Records for the exercise
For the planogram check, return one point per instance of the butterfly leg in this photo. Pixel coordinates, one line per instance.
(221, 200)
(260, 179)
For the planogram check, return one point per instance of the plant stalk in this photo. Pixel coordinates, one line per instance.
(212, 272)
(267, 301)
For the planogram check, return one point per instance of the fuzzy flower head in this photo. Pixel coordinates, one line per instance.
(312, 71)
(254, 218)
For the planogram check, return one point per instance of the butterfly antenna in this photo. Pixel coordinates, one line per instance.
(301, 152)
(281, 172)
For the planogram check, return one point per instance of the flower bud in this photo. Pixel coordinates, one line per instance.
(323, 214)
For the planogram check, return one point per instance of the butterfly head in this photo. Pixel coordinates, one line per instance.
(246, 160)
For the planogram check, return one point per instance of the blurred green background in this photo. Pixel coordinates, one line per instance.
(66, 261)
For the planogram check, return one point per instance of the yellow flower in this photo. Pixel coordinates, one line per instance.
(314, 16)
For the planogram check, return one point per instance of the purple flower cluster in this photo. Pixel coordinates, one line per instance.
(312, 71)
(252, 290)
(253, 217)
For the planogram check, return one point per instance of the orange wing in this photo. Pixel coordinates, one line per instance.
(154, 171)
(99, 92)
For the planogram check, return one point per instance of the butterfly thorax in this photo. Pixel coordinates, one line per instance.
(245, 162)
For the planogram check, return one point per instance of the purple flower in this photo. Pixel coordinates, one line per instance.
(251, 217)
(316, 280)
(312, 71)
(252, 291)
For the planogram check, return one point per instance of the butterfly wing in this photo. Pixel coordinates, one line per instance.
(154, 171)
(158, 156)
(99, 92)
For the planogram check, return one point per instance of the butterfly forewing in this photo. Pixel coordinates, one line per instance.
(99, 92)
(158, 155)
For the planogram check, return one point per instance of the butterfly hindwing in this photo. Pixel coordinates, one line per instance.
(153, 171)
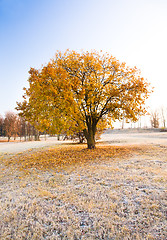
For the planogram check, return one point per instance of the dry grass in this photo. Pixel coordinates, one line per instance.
(74, 193)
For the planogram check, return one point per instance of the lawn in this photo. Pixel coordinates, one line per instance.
(70, 192)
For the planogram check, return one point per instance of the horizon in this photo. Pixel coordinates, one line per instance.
(132, 31)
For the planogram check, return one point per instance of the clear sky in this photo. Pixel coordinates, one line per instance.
(31, 31)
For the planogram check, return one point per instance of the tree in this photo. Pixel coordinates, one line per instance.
(10, 125)
(155, 119)
(79, 91)
(1, 126)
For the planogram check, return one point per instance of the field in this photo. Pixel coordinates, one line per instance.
(117, 191)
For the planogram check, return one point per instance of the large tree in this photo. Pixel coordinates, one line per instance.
(79, 91)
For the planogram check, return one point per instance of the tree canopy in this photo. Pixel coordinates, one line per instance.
(81, 92)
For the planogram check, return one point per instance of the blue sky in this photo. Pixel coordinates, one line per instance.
(31, 31)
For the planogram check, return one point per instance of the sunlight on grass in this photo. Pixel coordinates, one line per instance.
(74, 193)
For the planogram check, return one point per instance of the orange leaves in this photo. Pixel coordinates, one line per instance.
(79, 86)
(66, 157)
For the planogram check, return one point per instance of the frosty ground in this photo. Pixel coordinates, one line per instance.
(60, 190)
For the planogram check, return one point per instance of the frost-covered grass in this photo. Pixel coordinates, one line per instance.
(74, 193)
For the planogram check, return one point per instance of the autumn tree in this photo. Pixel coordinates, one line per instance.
(155, 119)
(80, 91)
(1, 126)
(10, 126)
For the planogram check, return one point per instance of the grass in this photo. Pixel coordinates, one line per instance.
(74, 193)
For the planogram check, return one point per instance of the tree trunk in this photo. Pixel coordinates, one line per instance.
(90, 134)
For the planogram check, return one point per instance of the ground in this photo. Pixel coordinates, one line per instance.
(117, 191)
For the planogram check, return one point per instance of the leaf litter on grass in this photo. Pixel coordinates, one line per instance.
(74, 193)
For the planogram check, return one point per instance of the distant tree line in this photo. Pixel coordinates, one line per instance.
(14, 126)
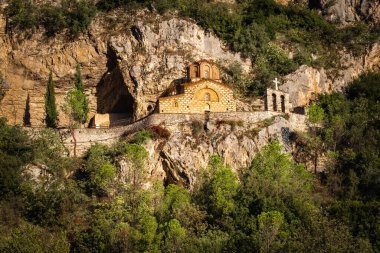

Stated exercise
From the listing above, copy every line that contains the word "head", matching its case exactly.

Answer below
For the planogram check, return one point per instance of the fuzzy flower head in this photo. Pixel coordinates, one line per instance.
For the planogram check, return one point per instance of the butterfly head in this photo. Pixel coordinates, one line per instance.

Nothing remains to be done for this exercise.